Problem description >>
Below is a listing; copy all of it exactly.

• • • •

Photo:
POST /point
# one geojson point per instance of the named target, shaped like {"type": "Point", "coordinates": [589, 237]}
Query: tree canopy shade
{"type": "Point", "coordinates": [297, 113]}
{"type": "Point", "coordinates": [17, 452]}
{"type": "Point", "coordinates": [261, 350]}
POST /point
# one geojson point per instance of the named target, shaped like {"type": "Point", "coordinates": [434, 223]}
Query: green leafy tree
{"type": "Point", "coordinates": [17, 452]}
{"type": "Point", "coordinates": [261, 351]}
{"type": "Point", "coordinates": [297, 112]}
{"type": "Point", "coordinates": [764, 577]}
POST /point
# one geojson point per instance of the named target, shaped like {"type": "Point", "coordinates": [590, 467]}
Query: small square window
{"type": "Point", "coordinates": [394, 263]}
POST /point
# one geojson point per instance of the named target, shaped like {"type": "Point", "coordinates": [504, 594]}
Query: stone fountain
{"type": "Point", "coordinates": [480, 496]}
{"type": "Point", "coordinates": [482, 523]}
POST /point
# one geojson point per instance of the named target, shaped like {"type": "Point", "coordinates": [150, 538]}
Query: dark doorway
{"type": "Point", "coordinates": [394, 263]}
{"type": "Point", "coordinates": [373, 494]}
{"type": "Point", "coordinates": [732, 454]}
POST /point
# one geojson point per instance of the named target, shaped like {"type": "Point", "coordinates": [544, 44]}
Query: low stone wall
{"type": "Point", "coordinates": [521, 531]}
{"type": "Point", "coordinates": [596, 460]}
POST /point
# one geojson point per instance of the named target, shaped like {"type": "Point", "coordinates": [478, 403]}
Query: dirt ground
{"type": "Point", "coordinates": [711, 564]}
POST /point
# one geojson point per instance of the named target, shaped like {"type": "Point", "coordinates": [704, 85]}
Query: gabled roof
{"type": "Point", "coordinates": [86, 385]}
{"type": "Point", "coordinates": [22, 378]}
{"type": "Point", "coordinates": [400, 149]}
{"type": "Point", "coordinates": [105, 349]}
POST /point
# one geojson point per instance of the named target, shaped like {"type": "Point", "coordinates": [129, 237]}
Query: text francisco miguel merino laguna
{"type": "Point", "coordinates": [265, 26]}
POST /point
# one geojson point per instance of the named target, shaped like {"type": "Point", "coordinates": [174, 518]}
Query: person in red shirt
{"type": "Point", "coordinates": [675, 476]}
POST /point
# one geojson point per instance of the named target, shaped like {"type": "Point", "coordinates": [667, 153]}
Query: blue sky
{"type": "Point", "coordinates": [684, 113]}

• • • •

Full solution >>
Photo:
POST /point
# one geojson point per instance of the named target, shaped like {"type": "Point", "coordinates": [589, 237]}
Query: tree canopy shade
{"type": "Point", "coordinates": [297, 113]}
{"type": "Point", "coordinates": [17, 452]}
{"type": "Point", "coordinates": [261, 350]}
POST /point
# one geojson point per instance of the named target, shaped like {"type": "Point", "coordinates": [434, 223]}
Query: green leafy tree
{"type": "Point", "coordinates": [17, 452]}
{"type": "Point", "coordinates": [261, 351]}
{"type": "Point", "coordinates": [297, 112]}
{"type": "Point", "coordinates": [764, 577]}
POST /point
# one geojson point per instance of the named target, shaped like {"type": "Point", "coordinates": [590, 467]}
Query: small square window
{"type": "Point", "coordinates": [394, 263]}
POST /point
# one geojson point per instance of the named target, shaped like {"type": "Point", "coordinates": [504, 594]}
Query: stone fountain
{"type": "Point", "coordinates": [480, 496]}
{"type": "Point", "coordinates": [482, 523]}
POST /point
# one geojson point per instance of the named target, shaped like {"type": "Point", "coordinates": [150, 538]}
Query: dark doorway
{"type": "Point", "coordinates": [394, 263]}
{"type": "Point", "coordinates": [373, 494]}
{"type": "Point", "coordinates": [732, 454]}
POST /point
# one geojson point per instance of the named target, shaped like {"type": "Point", "coordinates": [544, 44]}
Query: low stone wall
{"type": "Point", "coordinates": [521, 531]}
{"type": "Point", "coordinates": [596, 460]}
POST /point
# one geojson point per instance of the named target, shaped like {"type": "Point", "coordinates": [478, 403]}
Query: dirt ground
{"type": "Point", "coordinates": [711, 564]}
POST /point
# one geojson point per instance of the named target, shaped like {"type": "Point", "coordinates": [704, 85]}
Query: gabled roof
{"type": "Point", "coordinates": [86, 385]}
{"type": "Point", "coordinates": [22, 378]}
{"type": "Point", "coordinates": [400, 149]}
{"type": "Point", "coordinates": [105, 349]}
POST /point
# one geojson point per instance of the named target, shaped like {"type": "Point", "coordinates": [129, 237]}
Query: text francisco miguel merino laguna
{"type": "Point", "coordinates": [265, 26]}
POST /point
# one geojson point per instance of the named target, shaped like {"type": "Point", "coordinates": [174, 518]}
Query: person in red shirt
{"type": "Point", "coordinates": [675, 476]}
POST /point
# one geojson point per instance of the named target, shaped like {"type": "Point", "coordinates": [667, 153]}
Query: blue sky
{"type": "Point", "coordinates": [684, 113]}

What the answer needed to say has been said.